What follows are records. Restate all of them word for word.

** Start of Record extracts **

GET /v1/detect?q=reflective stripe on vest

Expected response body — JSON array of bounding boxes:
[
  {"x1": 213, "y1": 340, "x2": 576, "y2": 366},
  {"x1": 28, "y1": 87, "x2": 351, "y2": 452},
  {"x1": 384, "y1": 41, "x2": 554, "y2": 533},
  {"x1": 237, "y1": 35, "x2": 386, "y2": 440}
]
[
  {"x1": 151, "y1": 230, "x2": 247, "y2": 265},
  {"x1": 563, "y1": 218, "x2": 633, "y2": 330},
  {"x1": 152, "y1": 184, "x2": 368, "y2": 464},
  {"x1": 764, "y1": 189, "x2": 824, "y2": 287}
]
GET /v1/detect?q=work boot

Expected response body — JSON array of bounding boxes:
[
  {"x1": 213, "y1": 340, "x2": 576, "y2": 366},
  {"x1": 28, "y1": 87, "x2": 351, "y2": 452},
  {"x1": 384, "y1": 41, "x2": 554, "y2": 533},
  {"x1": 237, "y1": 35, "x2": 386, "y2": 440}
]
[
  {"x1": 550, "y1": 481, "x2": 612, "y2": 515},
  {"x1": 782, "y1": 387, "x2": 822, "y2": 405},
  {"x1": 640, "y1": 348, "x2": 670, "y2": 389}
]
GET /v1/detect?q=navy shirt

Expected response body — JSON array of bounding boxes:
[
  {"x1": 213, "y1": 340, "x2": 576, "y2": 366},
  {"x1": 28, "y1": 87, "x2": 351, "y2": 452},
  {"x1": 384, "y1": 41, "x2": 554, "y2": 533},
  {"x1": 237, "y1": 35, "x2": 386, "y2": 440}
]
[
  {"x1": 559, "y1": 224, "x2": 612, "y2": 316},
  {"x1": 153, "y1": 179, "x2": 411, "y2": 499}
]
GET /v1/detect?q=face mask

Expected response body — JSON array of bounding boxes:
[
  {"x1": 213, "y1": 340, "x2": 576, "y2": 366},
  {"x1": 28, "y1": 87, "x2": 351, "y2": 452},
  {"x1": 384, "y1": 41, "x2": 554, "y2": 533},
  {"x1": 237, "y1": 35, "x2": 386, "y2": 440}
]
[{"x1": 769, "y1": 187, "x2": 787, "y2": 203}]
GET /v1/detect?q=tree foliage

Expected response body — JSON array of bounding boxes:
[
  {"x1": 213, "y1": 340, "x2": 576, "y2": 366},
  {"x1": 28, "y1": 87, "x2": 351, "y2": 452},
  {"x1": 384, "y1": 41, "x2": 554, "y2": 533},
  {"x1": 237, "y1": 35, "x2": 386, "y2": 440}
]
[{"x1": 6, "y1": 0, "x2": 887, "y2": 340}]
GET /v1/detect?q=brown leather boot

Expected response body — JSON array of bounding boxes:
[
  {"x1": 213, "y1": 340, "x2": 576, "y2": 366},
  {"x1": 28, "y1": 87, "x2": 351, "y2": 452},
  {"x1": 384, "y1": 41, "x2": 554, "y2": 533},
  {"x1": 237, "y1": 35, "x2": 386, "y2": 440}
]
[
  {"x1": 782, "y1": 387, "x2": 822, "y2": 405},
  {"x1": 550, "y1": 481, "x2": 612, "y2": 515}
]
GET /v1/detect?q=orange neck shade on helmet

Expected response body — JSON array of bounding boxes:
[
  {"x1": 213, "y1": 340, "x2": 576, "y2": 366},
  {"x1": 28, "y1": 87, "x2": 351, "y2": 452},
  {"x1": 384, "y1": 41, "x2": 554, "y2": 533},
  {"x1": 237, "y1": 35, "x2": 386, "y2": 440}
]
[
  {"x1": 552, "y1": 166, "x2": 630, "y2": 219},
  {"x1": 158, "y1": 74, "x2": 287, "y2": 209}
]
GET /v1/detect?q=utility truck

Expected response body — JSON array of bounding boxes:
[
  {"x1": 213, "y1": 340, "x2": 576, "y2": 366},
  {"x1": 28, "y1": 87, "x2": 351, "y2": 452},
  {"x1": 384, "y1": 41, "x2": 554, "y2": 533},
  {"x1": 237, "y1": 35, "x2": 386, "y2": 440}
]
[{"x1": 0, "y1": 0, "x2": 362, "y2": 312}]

** End of Record extracts **

• [Task answer]:
GET /v1/detect?q=reflective stripe on vest

Expected response body — JSON array of bounding boxes:
[
  {"x1": 213, "y1": 340, "x2": 576, "y2": 366},
  {"x1": 28, "y1": 87, "x2": 351, "y2": 452},
  {"x1": 384, "y1": 41, "x2": 554, "y2": 533},
  {"x1": 237, "y1": 35, "x2": 386, "y2": 440}
]
[
  {"x1": 151, "y1": 230, "x2": 247, "y2": 265},
  {"x1": 563, "y1": 218, "x2": 633, "y2": 330},
  {"x1": 152, "y1": 184, "x2": 368, "y2": 464},
  {"x1": 764, "y1": 189, "x2": 824, "y2": 287}
]
GET /v1/detect?q=work boot

Expected response body — JSON array of bounding boxes:
[
  {"x1": 213, "y1": 340, "x2": 576, "y2": 366},
  {"x1": 28, "y1": 87, "x2": 351, "y2": 452},
  {"x1": 384, "y1": 41, "x2": 554, "y2": 533},
  {"x1": 237, "y1": 35, "x2": 386, "y2": 440}
]
[
  {"x1": 550, "y1": 481, "x2": 612, "y2": 515},
  {"x1": 782, "y1": 387, "x2": 822, "y2": 405},
  {"x1": 640, "y1": 348, "x2": 670, "y2": 389}
]
GET /v1/detect?q=navy shirt

Expected response body — JSON array of bounding boxes:
[
  {"x1": 213, "y1": 340, "x2": 576, "y2": 366},
  {"x1": 28, "y1": 87, "x2": 351, "y2": 452},
  {"x1": 384, "y1": 41, "x2": 554, "y2": 533},
  {"x1": 237, "y1": 35, "x2": 386, "y2": 440}
]
[
  {"x1": 559, "y1": 224, "x2": 612, "y2": 316},
  {"x1": 153, "y1": 179, "x2": 411, "y2": 499}
]
GET /v1/detect?q=face mask

Expected response body — JSON array of bounding boxes:
[
  {"x1": 213, "y1": 340, "x2": 576, "y2": 366},
  {"x1": 28, "y1": 87, "x2": 351, "y2": 452},
  {"x1": 384, "y1": 41, "x2": 554, "y2": 533},
  {"x1": 237, "y1": 35, "x2": 386, "y2": 440}
]
[{"x1": 769, "y1": 187, "x2": 787, "y2": 203}]
GET /v1/detect?q=tree foliage

Expected response body — JSON array of bounding boxes:
[
  {"x1": 213, "y1": 340, "x2": 576, "y2": 366},
  {"x1": 28, "y1": 87, "x2": 351, "y2": 452},
  {"x1": 384, "y1": 41, "x2": 554, "y2": 533},
  {"x1": 237, "y1": 35, "x2": 386, "y2": 440}
]
[{"x1": 6, "y1": 0, "x2": 887, "y2": 340}]
GET /v1/detect?q=brown leather boot

Expected response body — JSON array of bounding boxes:
[
  {"x1": 213, "y1": 340, "x2": 576, "y2": 366},
  {"x1": 28, "y1": 87, "x2": 351, "y2": 452},
  {"x1": 384, "y1": 41, "x2": 554, "y2": 533},
  {"x1": 237, "y1": 35, "x2": 386, "y2": 440}
]
[
  {"x1": 782, "y1": 387, "x2": 822, "y2": 405},
  {"x1": 550, "y1": 481, "x2": 612, "y2": 515}
]
GET /v1/detect?q=orange neck shade on helmet

Expected response body — JSON array of bounding boxes:
[
  {"x1": 213, "y1": 340, "x2": 576, "y2": 366},
  {"x1": 28, "y1": 87, "x2": 351, "y2": 452},
  {"x1": 384, "y1": 41, "x2": 554, "y2": 533},
  {"x1": 237, "y1": 35, "x2": 386, "y2": 440}
]
[
  {"x1": 552, "y1": 166, "x2": 630, "y2": 219},
  {"x1": 158, "y1": 74, "x2": 287, "y2": 209}
]
GET /v1/detect?q=utility truck

Expected response body — JSON array of bounding boxes:
[
  {"x1": 213, "y1": 340, "x2": 576, "y2": 366},
  {"x1": 28, "y1": 87, "x2": 351, "y2": 452},
  {"x1": 384, "y1": 41, "x2": 554, "y2": 533},
  {"x1": 237, "y1": 35, "x2": 386, "y2": 440}
]
[{"x1": 0, "y1": 0, "x2": 362, "y2": 312}]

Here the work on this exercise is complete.